▸ **À faire**:
a - Traduisez en anglais la phrase suivante du texte sur les naufrages de migrants à Van : « Par beau temps, le lac a l'air inoffensif. »
b - Poursuivez le texte sur les naufrages de migrants à Van en reprenant juste après sa dernière phrase.

▸ **Bloc de texte**:
· · · · · · ·
Située dans l'est du pays, cette vaste étendue d'eau, six fois plus grande que le lac Léman, est devenue ces derniers mois un piège mortel pour les migrants qui tentent de rejoindre l'Europe.
Deux naufrages survenus à six mois d'intervalle ont révélé la dangerosité de cette route qu'empruntent les candidats à l'exil pour contourner les check-points dans la région kurde de Van.
Mehdi Mosin, un jeune homme de 17 ans originaire de Kharian, dans le nord-est du Pakistan, fait partie des 60 migrants morts lors du naufrage d'un bateau de pêche survenu fin juin.
Son corps, retrouvé coincé dans l'épave, a été restitué le mois dernier à ses parents, toujours effondrés.
"La nuit, ma femme pousse des cris, me demande d'ouvrir la porte, pensant que notre fils va rentrer", raconte son père, Shafqat Mosin, par téléphone.
Il dit avoir tenté de dissuader son fils, qui rêvait d'un "avenir meilleur", avant de céder après plusieurs disputes. "Si j'avais su que c'était aussi dangereux, je ne l'aurais jamais laissé partir", ajoute-t-il en éclatant en sanglots.
La Turquie, véritable voie express vers l'Europe pendant la crise migratoire de 2015, est devenue ces dernières années un pays de plus en plus difficile à franchir pour les migrants.
Un premier durcissement a eu lieu en 2016 après la signature d'un accord migratoire entre Ankara et Bruxelles, mais les mesures ont surtout été renforcées depuis 2018, sur fond de crise économique.
Tombes prêtes
A Van, province frontalière de l'Iran d'où arrivent chaque année des dizaines de milliers d'Afghans, d'Iraniens et de Pakistanais, près de 80 migrants sont morts depuis le début de l'année, selon les médias, contre 59 en 2019.
Avant d'atteindre le lac, ils doivent franchir les périlleuses montagnes frontalières. Chaque année, lorsque les neiges fondent, des villageois découvrent des corps congelés.
Deux cimetières ont été aménagés à Van pour accueillir les dépouilles des migrants morts sans avoir été identifiés. Des tombes, vides, attendent les prochaines victimes.
Par beau temps, le lac a l'air inoffensif. Des vacanciers chancellent sur leur paddle, sous le regard de familles qui pique-niquent sur des tables en bois.
Mais ses eaux capricieuses peuvent se déchaîner brusquement.
Muhammad, un Pakistanais de 25 ans qui a réussi à gagner Istanbul, a effectué la traversée début mars. Un trajet de deux heures, de nuit, dans une embarcation ballottée par les vagues.
"Il y avait environ 50 personnes à bord, dont des femmes et des enfants, et seulement cinq gilets de sauvetage", raconte-t-il. "Je me demandais comment on s'en sortirait si le bateau coulait".
· · · · · · ·
▸ **Jeu de données**:
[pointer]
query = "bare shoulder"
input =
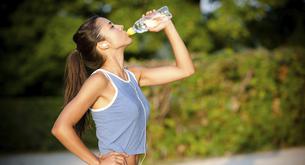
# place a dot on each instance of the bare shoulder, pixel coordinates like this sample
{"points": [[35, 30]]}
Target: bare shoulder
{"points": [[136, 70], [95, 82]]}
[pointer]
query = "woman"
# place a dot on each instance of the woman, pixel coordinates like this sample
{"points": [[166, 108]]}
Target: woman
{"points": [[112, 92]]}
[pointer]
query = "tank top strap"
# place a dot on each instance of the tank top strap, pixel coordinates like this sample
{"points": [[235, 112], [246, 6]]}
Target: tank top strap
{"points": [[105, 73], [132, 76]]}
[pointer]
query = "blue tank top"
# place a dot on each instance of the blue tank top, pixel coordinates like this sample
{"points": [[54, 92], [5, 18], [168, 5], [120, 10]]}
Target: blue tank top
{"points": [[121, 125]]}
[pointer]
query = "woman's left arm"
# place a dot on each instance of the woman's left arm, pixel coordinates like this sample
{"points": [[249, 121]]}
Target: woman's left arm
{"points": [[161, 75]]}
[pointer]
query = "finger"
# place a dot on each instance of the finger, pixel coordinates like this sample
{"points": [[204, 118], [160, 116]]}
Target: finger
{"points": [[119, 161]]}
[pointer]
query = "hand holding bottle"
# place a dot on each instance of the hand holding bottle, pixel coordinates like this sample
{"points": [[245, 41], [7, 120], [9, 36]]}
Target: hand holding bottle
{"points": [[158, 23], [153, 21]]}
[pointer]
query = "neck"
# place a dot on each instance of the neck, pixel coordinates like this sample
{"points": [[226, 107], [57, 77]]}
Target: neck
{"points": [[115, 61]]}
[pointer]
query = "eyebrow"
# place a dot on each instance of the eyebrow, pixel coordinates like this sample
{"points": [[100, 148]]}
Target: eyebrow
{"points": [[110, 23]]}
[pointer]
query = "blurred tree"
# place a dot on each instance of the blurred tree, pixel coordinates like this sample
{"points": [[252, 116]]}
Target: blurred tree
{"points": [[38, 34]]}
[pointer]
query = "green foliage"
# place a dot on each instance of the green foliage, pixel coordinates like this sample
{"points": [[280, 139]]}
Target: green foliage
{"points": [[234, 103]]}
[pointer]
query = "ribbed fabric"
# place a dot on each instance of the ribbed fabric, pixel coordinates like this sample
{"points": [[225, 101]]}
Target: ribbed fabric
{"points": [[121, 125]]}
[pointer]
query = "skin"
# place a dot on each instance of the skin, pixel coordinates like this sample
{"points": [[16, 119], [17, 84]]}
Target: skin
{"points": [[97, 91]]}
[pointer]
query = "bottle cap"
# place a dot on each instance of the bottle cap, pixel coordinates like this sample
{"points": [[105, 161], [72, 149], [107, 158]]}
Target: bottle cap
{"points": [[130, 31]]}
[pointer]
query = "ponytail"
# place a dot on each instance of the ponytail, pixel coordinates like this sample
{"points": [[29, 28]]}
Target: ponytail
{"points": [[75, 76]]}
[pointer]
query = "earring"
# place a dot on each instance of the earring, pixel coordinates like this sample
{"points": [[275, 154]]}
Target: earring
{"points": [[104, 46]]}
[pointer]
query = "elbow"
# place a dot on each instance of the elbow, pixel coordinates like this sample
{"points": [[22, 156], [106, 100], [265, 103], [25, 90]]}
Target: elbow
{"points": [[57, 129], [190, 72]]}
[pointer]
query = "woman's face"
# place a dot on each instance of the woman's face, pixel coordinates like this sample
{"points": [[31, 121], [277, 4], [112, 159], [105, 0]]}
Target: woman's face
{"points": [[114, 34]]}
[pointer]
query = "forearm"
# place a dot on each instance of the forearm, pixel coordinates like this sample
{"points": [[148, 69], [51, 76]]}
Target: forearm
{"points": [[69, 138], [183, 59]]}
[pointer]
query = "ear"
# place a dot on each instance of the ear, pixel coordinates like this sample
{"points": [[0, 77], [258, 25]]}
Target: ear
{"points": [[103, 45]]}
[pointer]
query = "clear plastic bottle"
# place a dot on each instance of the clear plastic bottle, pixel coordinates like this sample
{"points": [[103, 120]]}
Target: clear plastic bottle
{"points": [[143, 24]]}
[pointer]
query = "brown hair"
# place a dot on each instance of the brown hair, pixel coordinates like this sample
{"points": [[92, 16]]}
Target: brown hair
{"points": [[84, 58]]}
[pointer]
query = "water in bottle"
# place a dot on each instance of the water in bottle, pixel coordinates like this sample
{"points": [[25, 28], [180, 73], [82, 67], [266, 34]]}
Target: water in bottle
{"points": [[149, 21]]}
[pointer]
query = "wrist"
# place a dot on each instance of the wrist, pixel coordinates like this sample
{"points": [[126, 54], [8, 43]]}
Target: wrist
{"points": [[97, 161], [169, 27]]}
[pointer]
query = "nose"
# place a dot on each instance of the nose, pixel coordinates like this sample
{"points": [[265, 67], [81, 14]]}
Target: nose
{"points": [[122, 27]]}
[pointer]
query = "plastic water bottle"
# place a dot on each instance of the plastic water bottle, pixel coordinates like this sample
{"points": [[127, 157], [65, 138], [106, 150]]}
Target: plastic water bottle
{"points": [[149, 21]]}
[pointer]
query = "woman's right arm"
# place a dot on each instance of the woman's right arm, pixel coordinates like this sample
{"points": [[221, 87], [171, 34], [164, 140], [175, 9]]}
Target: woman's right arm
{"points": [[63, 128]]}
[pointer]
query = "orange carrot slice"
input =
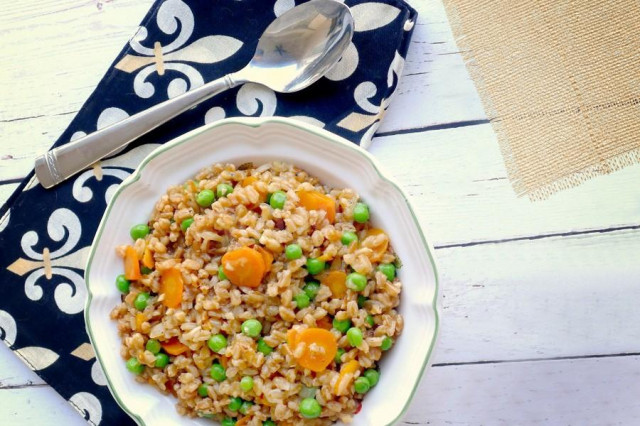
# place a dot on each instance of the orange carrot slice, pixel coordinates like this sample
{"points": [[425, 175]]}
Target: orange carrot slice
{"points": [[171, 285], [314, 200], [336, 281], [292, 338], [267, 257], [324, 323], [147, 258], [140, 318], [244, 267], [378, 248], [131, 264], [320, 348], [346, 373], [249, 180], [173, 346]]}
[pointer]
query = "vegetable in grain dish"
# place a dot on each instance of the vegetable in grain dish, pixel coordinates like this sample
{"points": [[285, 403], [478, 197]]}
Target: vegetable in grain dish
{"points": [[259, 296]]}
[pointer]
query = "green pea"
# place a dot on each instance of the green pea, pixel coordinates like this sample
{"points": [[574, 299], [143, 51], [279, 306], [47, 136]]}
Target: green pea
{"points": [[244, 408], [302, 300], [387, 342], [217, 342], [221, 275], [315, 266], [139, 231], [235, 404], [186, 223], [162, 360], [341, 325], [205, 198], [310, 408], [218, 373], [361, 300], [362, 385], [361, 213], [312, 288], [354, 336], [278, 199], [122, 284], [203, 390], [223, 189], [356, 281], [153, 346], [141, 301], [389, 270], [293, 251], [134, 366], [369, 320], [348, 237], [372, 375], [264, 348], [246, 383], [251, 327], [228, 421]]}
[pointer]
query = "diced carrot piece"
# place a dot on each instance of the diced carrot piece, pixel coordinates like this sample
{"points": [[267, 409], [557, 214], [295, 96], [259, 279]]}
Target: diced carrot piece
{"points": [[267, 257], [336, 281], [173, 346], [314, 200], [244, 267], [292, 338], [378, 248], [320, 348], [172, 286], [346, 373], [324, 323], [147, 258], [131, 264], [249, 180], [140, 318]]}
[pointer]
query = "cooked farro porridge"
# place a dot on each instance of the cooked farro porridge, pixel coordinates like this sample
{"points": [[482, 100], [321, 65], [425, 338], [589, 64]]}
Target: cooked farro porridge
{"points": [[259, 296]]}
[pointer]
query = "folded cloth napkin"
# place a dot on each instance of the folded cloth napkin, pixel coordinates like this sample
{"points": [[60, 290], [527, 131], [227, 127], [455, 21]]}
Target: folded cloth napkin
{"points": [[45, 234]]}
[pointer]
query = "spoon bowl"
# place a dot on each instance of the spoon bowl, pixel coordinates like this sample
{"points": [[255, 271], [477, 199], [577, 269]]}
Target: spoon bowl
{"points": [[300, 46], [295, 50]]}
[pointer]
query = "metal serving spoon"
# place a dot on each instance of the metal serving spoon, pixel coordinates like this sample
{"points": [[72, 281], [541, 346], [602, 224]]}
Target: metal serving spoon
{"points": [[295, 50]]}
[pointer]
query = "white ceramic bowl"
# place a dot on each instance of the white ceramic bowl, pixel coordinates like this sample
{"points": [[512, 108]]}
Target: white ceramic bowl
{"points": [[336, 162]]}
· · · · · · ·
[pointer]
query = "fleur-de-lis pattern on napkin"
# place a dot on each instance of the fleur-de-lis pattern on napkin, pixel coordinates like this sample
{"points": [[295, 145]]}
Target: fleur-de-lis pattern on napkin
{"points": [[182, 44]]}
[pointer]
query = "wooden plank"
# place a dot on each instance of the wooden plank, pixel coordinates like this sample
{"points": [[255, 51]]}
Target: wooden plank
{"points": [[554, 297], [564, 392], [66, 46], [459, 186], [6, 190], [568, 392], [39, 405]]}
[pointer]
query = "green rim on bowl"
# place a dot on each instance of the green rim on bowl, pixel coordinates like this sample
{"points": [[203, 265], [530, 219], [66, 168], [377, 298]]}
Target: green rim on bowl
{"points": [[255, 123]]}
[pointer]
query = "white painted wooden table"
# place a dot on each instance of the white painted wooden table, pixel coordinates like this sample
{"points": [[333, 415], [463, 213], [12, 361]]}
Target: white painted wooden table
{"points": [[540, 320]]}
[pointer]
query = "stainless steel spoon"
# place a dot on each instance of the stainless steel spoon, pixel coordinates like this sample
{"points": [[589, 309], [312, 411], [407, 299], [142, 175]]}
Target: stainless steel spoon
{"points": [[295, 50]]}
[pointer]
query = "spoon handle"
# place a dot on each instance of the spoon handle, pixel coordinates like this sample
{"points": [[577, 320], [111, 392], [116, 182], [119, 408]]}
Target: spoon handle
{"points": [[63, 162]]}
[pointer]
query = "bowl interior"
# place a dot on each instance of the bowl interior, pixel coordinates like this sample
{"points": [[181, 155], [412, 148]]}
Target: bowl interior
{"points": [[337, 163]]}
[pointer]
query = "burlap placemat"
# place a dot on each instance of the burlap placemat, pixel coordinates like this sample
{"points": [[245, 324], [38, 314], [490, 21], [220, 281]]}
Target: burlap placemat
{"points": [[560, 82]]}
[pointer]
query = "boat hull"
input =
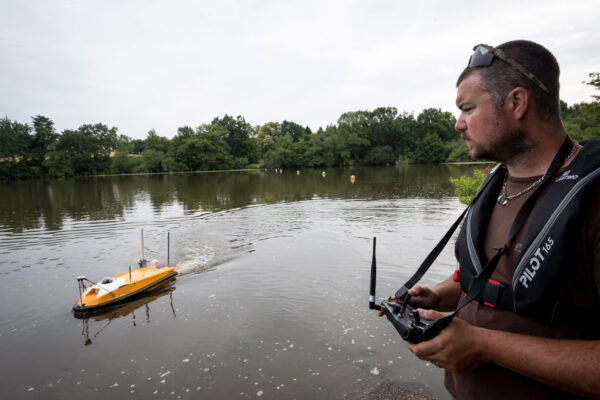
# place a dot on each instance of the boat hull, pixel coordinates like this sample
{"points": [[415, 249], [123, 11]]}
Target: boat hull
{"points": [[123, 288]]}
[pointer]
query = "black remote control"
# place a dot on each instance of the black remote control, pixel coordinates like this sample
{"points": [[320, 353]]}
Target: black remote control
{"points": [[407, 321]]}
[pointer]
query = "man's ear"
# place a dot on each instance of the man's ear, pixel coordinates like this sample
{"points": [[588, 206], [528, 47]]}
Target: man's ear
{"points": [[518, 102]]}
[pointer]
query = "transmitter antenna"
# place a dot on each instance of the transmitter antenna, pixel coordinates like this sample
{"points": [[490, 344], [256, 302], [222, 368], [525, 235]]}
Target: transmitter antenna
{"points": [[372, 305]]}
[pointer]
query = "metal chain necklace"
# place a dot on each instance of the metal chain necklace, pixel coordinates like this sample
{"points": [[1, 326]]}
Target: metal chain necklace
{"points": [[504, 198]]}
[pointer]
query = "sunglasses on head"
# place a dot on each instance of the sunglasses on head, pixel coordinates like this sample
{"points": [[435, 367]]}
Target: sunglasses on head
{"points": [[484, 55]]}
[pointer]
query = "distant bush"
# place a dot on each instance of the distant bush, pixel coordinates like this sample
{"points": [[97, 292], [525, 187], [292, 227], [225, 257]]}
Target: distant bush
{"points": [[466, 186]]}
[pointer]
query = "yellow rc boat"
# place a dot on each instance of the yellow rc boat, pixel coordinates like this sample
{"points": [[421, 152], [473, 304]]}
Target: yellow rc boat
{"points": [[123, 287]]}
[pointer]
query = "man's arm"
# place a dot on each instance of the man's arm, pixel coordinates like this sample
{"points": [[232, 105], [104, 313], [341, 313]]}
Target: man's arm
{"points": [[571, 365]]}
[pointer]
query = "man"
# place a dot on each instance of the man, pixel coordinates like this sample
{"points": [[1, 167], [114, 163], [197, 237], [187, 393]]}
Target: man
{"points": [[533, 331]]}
· · · · · · ·
▸ **Réponses aux exercices**:
a - In good weather, the lake looks harmless.

b -
Trois mois plus tôt, une autre embarcation avait chaviré, faisant sept morts.
Après le naufrage du 27 juin, les autorités ont arrêté plusieurs passeurs et les traversées du lac, jusque-là presque quotidiennes, ont pratiquement cessé, selon des villageois.
"Pas le choix"
Sans bateau, les migrants sont pour l'instant contraints de marcher vers l'ouest pendant des jours, coupant à travers champ pour contourner les check-points.
A la gare routière de Tatvan, de l'autre côté du lac, une vingtaine d'hommes harassés sont assis par terre. Certains ont retiré leurs chaussures trouées pour soulager leurs pieds.
Ici, les contrôles sont plus rares, alors certains cherchent des taxis pour les rapprocher d'Istanbul.
Le voyage jusque-là a été "dangereux", indique Mahmoud, un Kurde d'Irak aux yeux cernés. "J'ai faim, j'ai froid, mais je n'ai pas le choix".
Selon Mahmut Kaçan, avocat spécialiste des questions migratoires à Van, l'explosion du nombre de morts de migrants coïncide avec la fermeture de l'antenne locale du Haut-commissariat des Nations unies pour les réfugiés (HCR) en 2018.
Les demandes d'asile, désormais traitées par Ankara, s'éternisent, "créant un climat d'incertitude" pour les migrants qui "prennent davantage de risques", explique-t-il.
Face à tous ces dangers, certains ont jeté l'éponge.
Abbas Khasimi, un Afghan arrivé à Van l'an dernier, avait payé un passeur pour l'emmener jusqu'en Grèce.
"Mais j'ai décidé de rester pour la vie de ma femme et de mon enfant, car le voyage était trop dangereux", dit-il.
Leur dernier espoir: la demande qu'ils ont déposée pour obtenir le statut de réfugié et pouvoir ainsi se rendre en Europe.
"Il faut que notre fille puisse avoir un avenir", dit M. Khasimi. "Pour ma femme et pour moi, c'est trop tard. Mais il ne faut pas que ce soit trop tard pour elle".